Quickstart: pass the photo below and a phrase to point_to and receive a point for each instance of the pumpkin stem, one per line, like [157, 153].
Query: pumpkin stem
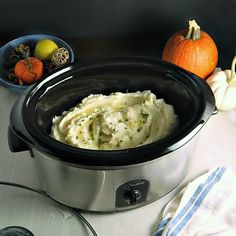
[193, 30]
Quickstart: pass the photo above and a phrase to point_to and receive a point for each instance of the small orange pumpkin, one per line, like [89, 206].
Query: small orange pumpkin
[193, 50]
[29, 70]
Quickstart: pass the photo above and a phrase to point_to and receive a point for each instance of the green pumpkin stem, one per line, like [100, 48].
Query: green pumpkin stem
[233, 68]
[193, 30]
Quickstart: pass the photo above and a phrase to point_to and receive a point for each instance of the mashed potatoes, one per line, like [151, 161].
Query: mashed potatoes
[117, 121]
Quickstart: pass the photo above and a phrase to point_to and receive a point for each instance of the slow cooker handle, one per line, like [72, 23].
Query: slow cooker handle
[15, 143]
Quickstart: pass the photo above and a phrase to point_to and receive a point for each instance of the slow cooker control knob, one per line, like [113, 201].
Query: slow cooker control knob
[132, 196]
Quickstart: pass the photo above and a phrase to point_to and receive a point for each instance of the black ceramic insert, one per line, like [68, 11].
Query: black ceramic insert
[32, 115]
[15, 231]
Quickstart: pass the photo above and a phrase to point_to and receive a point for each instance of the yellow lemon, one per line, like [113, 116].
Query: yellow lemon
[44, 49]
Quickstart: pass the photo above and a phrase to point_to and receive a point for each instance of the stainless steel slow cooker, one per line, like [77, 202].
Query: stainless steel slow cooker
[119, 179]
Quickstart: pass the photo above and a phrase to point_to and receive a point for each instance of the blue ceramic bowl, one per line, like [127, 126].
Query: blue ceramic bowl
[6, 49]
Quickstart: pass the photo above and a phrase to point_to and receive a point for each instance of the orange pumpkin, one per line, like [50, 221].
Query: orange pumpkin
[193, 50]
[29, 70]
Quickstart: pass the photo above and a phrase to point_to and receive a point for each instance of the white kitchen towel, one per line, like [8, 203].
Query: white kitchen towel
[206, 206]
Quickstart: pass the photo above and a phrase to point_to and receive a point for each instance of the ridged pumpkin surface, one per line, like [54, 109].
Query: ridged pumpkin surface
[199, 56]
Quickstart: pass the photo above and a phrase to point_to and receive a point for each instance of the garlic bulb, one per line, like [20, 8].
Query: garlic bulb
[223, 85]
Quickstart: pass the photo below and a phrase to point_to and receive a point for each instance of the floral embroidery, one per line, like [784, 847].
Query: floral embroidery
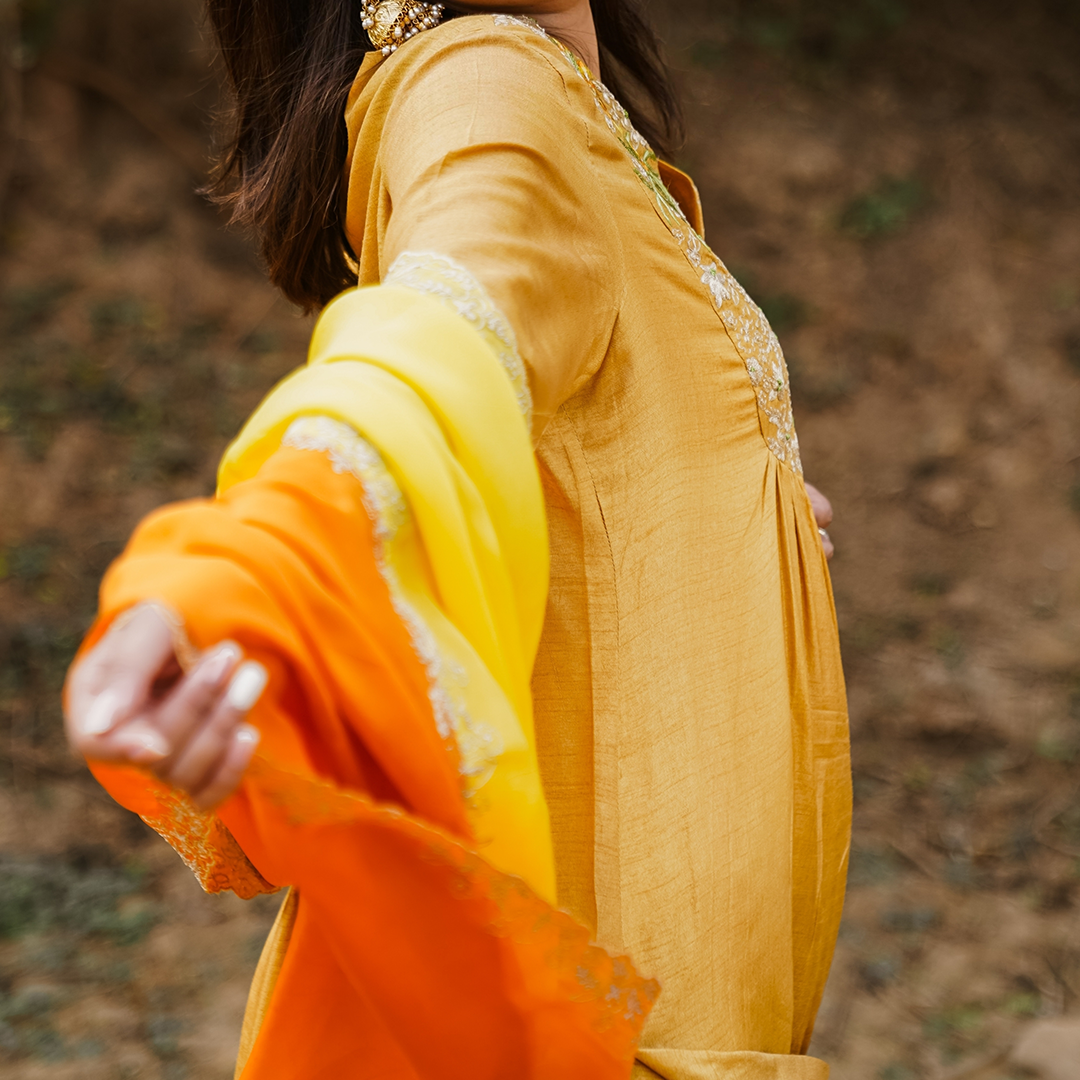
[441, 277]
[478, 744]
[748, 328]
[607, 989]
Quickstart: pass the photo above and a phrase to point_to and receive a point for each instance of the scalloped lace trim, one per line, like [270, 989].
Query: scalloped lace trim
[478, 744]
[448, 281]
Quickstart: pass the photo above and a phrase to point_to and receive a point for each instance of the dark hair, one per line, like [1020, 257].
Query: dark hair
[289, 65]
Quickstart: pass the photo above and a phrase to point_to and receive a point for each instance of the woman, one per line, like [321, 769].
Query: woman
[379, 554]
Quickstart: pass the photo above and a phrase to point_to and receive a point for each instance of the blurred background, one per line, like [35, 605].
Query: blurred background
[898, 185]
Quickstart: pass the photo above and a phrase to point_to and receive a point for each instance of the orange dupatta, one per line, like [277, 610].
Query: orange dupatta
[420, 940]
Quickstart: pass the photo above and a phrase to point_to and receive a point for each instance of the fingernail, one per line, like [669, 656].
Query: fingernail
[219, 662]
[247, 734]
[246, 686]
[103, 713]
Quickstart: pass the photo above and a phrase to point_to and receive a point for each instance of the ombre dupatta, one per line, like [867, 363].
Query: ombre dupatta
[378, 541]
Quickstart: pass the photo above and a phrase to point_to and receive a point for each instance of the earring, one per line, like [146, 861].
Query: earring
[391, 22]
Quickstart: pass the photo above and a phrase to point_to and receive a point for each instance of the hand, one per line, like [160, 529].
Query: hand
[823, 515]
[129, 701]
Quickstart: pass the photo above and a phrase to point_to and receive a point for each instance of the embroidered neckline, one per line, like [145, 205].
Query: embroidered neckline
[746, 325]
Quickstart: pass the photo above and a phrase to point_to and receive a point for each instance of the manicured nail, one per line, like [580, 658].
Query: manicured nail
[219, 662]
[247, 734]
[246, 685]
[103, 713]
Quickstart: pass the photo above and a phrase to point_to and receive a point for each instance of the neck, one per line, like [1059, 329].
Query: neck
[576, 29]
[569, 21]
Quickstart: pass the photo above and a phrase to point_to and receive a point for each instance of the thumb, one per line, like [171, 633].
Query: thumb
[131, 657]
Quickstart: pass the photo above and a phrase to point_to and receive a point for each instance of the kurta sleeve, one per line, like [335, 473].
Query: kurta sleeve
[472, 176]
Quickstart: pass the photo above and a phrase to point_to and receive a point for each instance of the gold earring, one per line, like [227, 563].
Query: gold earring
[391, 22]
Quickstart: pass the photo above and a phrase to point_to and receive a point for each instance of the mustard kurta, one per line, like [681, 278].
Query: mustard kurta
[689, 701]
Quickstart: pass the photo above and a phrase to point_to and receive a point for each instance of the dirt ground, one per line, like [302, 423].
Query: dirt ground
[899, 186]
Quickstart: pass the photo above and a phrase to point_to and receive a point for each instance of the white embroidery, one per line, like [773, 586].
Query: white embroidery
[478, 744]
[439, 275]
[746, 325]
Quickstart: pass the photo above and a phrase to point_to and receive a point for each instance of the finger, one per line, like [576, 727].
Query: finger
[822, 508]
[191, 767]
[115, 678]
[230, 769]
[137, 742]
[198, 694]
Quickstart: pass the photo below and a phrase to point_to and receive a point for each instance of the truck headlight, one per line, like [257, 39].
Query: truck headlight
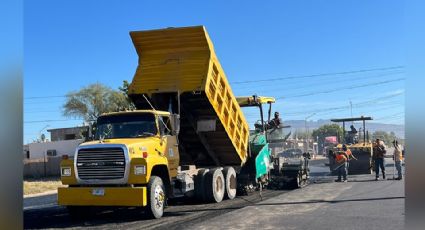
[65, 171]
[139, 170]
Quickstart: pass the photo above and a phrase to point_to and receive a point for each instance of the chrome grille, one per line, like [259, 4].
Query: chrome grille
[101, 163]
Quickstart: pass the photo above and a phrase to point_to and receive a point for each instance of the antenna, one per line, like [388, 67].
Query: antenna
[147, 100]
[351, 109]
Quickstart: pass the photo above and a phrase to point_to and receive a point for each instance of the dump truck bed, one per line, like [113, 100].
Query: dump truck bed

■ Brief: Can you copy the rows word for word, starting at the line that contains "like [259, 4]." and ending at the last line of the rows?

■ Task response:
Quickstart: pass the photo above and a phrase to point_to and receive a point for each instance of the chrome grille, one per line, like [259, 4].
Query: chrome grille
[101, 163]
Quickstart: pass the photo above and a phrase to point_to and receive a point for each instance of the antenna, one per line, like [388, 67].
Query: antenna
[147, 100]
[351, 109]
Quickstart: pass the photo above and a phrase to point_to and receive a point for each instance of the dump truck bed, one per line, like [113, 100].
Query: dump truck bed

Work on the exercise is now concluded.